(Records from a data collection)
-*-
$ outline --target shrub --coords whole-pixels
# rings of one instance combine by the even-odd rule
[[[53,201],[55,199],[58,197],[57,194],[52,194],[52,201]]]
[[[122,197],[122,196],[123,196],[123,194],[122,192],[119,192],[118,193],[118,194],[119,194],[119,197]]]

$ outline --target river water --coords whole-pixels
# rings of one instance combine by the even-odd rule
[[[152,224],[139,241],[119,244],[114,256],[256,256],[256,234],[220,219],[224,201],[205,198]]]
-*-
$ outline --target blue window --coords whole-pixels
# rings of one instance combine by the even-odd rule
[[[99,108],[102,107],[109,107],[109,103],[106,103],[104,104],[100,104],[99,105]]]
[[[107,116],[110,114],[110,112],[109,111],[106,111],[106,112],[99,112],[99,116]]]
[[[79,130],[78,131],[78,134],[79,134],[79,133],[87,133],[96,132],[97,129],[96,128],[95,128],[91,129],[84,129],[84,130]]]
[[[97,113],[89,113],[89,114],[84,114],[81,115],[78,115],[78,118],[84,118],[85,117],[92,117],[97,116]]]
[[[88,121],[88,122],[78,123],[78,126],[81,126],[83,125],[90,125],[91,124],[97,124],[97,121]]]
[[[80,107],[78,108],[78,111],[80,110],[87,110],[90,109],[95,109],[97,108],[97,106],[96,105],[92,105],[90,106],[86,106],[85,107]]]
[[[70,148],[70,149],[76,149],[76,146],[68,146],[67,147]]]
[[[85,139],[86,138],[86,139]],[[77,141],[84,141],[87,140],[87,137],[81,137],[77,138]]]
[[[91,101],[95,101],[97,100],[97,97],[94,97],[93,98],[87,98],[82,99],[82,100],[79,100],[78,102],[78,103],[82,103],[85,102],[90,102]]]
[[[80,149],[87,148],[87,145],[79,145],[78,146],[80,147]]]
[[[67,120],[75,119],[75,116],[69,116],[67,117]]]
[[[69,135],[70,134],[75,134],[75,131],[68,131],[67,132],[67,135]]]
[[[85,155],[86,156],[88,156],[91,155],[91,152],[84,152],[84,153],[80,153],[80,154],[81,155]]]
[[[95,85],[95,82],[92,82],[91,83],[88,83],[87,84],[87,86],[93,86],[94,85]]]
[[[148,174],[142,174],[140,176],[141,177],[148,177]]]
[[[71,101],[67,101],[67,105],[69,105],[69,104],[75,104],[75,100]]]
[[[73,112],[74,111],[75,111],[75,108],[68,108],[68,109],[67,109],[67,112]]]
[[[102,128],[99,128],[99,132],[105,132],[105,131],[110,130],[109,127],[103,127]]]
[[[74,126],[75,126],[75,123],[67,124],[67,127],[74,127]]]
-*-
## Required task
Return each line of the entries above that contains the string "target".

## Expected output
$ outline --target shrub --coords whole-pixels
$ outline --target river water --coords whole-pixels
$ outline --target blue window --coords whole-pixels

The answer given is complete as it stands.